Objectif a: Dans le fil de discussion, relevez dans l'ordre chacune des étapes du chemin de réglages que peyret propose d'ouvrir.

Extrait à lire:
============================================================
# Automatiser montage lecteur réseau



## Taum (6 Avril 2016)

Salut tout le monde !

Je ne sais pas si je suis vraiment dans le bon forum, étant donné que je ne sais pas si mon problème peut se résoudre simplement avec des réglages OSX ou si il nécessite apple script ou autre..

En fait, comme je suis pas mal mobile, j'aimerai que quand mon macbook se connecte à un réseau wifi X, il monte automatiquement tel ou tel lecteur réseau. Et cela pour plusieurs réseaux.

Je sais faire ce genre d'automatisation au démarrage du macbook mais comme je ne le démarre que très rarement, je dois souvent me reco des serveurs. Le problème c'est que certains serveurs contiennent ma sauvegarde, et aucun backup se fait si je ne pense pas à connecter le serveur...

Merci !
Thomas


----------



## peyret (6 Avril 2016)

Taum a dit:


> Salut tout le monde !
> 
> Je ne sais pas si je suis vraiment dans le bon forum, étant donné que je ne sais pas si mon problème peut se résoudre simplement avec des réglages OSX ou si il nécessite apple script ou autre..
> 
> ...


A tout hasard : Péférences systemes / utilisateurs et groupes / onglet ouverture et mettre, je suppose les serveurs à démarrer....
Mais je suis pas trop sûr de ce que tu recherches.... (risque d'attente de la connexion... et déjà les serveurs déjà lancé... le wifi n'étant pas disponible au démarrage.....)


----------



## Taum (7 Avril 2016)

Oui en fait ça c'est déjà fait. Mais je crois que ça marche à l'ouverture de session ça non ?

En fait, je suis sur un wifi A, sans lecteur réseau. Je ferme le capot (mais pas la session) et je pars au boulot sur le Wifi B. Là, j'aimerai que mon mac se dise "Hey j'suis sur le wifi du taf, j'vais essayer de lui connecter ses lecteurs réseaux !".

Et éventuellement, quand il repasse sur le wifi A, qu'il déconnecte les lecteurs du wifi B sans me faire un message d'erreur qui pop au milieu de mon écran...

Pour le premier point, je me dit qu'il suffit peut être que je mette un mdp à la sortie de veille ? Je sais pas, c'est une idée comme ça..


----------
============================================================
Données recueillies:

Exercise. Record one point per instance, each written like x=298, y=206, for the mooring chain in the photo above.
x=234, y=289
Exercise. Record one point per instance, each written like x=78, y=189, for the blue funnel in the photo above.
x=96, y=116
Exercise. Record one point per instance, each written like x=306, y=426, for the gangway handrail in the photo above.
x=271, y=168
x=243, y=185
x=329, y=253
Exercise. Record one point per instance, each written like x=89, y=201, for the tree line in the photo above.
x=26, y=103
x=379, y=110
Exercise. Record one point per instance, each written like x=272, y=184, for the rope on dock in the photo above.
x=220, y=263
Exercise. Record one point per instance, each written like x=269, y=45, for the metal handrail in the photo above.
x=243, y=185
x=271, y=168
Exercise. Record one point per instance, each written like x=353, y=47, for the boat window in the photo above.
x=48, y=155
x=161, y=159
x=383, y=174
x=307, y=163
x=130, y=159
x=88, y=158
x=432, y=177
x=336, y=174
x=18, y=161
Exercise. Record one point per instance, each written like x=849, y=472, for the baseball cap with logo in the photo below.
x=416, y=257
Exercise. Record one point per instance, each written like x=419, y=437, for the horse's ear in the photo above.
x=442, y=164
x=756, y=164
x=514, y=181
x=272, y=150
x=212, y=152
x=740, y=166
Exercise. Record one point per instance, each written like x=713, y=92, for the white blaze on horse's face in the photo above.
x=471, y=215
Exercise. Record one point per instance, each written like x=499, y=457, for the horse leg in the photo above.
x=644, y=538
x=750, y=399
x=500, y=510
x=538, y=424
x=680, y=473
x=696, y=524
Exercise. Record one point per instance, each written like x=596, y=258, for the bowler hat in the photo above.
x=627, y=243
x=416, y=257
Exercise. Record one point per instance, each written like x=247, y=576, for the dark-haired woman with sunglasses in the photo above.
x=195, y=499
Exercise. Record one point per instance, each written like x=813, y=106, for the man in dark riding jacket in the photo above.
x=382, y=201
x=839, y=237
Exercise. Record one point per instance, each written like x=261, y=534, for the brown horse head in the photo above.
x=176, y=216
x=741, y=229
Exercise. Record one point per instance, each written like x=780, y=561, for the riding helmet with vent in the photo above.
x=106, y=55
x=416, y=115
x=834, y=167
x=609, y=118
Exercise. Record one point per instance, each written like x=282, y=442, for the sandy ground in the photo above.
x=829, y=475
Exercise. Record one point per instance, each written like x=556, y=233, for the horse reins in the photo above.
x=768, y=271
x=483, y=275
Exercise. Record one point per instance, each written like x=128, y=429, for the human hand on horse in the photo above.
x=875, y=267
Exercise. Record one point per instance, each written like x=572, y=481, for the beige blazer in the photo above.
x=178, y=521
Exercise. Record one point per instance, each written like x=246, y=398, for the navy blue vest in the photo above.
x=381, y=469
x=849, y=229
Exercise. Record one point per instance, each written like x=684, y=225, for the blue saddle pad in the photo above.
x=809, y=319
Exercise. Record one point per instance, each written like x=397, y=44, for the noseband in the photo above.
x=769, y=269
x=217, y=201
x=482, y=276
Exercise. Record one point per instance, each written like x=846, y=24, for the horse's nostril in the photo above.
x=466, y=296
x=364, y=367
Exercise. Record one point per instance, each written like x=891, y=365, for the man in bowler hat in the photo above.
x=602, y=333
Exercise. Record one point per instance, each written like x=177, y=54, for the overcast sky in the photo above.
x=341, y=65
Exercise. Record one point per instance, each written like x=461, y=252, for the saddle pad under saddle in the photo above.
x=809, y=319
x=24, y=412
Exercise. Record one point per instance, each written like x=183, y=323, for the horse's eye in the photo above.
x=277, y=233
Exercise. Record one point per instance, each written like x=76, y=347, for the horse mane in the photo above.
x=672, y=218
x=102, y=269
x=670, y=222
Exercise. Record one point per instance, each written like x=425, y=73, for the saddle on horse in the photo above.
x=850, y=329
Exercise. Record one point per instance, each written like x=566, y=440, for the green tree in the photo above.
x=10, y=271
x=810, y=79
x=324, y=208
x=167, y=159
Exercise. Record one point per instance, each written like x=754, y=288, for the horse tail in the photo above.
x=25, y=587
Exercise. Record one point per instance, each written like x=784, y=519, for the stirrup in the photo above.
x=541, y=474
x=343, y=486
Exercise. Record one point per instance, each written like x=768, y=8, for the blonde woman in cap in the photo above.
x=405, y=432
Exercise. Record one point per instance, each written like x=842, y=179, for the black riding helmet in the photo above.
============================================================
Objectif b: Recopiez toutes les lignes de la liste, de celle qui contient « cap in the photo above. » jusqu'à la fin de la liste, bornes comprises, sans en omettre aucune. Déplacez chaque coordonnée des réponses en ajoutant -102 à chacun de ses nombres.

Résultat attendu a:
Péférences systemes
utilisateurs et groupes
onglet ouverture

Résultat attendu b:
Exercise. Record one point per instance, each written like x=768, y=8, for the blonde woman in cap in the photo above.
x=303, y=330
Exercise. Record one point per instance, each written like x=842, y=179, for the black riding helmet in the photo above.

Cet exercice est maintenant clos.